TEXT SECTION:
== == ==

This Frankenstein vestment is, in my experience, found in shops who imagine their customers to be busy career girls on the go, women who actually admit to having a working wardrobe. Oh yes, one of these superwomen can multi-task – breastfeeding triplets while simultaneously doing pilates and giving a presentation on corporate response to climate change – but can she select, and furthermore put on, two different items of top-half clothing in the morning? Oof, give her a chance. We only got the vote in 1928. Baby steps.

Monday, 25 August 2008

Dictionary corner part 462 - holiday special

Offshore frotting (noun) Safe-sexual water-bound physical interaction with attractive foreign stranger during vacation time. Origin: ANON.

With thanks to one of Miss Jones's favourite readers for this addition to the lexicon.

Friday, 22 August 2008

Train manners

I was on the train to work this morning, and we had reached the stage of the journey when more people were getting off than getting on. And as I began to enjoy the sense of calm that was descending on the carriage, I became aware of a repetitive, snip-snipping noise over my shoulder.

When I turned around, I saw that a perfectly respectable-looking woman (slightly reminiscent of Alison Steadman, wearing a smart red coat and glasses) had taken out some nail clippers and was very loudly cutting her fingernails. Clippety-clip, she went, as she propelled pieces of her dead tissue all over the train carriage.

I'm always surprised by the lack of inhibition displayed by my fellow commuters. Of course, it's not unusual to sit next to someone who is energetically applying foundation, or painting their nails and subjecting the rest of their carriage to the heady smell of solvents. But on one occasion, I sat opposite a woman who took out a pair of tweezers and began plucking hairs from her upper lip, while three blobs of eye-catching, luminous white spot cream worked their magic elsewhere on her face. Some part of me is admiring of anyone who can be so thoroughly unselfconscious and immune to the raised eyebrows of those around them. But there is no part of me at all that would be admiring if a shard of someone else's fingernail should land in my cardboard cup of coffee. Badly done, pseudo Steadman.

Thursday, 21 August 2008

The baking battle cry

As human beings, it is our duty to undertake great labours, take risks, push boundaries, strive ever harder, ever further, for enlightenment. That is what separates us from animals. Well, this and Topshop. The time has come for me to undertake just such an endeavour.

Readers, I invite you to join me on a epic journey that will take place over the next few weeks  – I, Miss Jones (34), will attempt to bake a Swiss Roll.

== == ==

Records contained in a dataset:
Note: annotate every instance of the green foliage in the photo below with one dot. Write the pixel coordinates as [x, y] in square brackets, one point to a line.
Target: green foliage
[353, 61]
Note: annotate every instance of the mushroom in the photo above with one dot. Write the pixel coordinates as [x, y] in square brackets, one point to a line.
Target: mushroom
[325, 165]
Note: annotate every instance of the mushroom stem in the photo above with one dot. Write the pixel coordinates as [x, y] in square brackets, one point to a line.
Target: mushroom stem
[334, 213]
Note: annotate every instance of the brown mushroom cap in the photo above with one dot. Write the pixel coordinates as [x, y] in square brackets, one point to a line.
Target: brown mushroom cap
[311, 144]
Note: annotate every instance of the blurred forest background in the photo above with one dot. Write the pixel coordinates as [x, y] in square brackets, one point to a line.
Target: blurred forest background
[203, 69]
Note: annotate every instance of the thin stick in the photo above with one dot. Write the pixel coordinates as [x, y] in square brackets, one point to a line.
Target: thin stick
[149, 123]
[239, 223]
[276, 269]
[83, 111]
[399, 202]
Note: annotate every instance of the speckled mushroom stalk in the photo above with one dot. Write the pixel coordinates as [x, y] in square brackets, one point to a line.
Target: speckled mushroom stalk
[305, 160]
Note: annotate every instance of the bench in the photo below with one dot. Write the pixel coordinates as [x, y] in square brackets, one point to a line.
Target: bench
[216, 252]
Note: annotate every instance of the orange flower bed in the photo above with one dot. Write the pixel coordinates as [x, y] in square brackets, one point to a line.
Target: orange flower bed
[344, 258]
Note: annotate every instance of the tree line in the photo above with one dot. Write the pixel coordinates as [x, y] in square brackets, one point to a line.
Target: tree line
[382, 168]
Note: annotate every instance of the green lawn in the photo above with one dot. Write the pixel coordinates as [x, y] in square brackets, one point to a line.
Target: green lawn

== == ==

EXERCISE TASKS:
#1 Answer these questions using the blog excerpt:
(a) In what year does the writer say women got the vote?
(b) What color was the coat worn by the woman cutting her fingernails?
(c) What does Miss Jones say she will attempt to bake?
#2 In the blog excerpt, the writer admires unselfconscious commuters in part. Why does she find nothing to admire in the woman clipping her fingernails?
#3 List every grooming action that the blog excerpt describes commuters carrying out on the train.

TASK-BY-TASK OUTPUTS:
#1
(a) 1928
(b) Red
(c) A Swiss Roll

#2 The woman was propelling pieces of her fingernails all over the carriage. The writer says no part of her would be admiring if a shard of someone else's fingernail landed in her cardboard cup of coffee.

#3
- Cutting fingernails with nail clippers
- Applying foundation
- Painting nails
- Plucking hairs from the upper lip with tweezers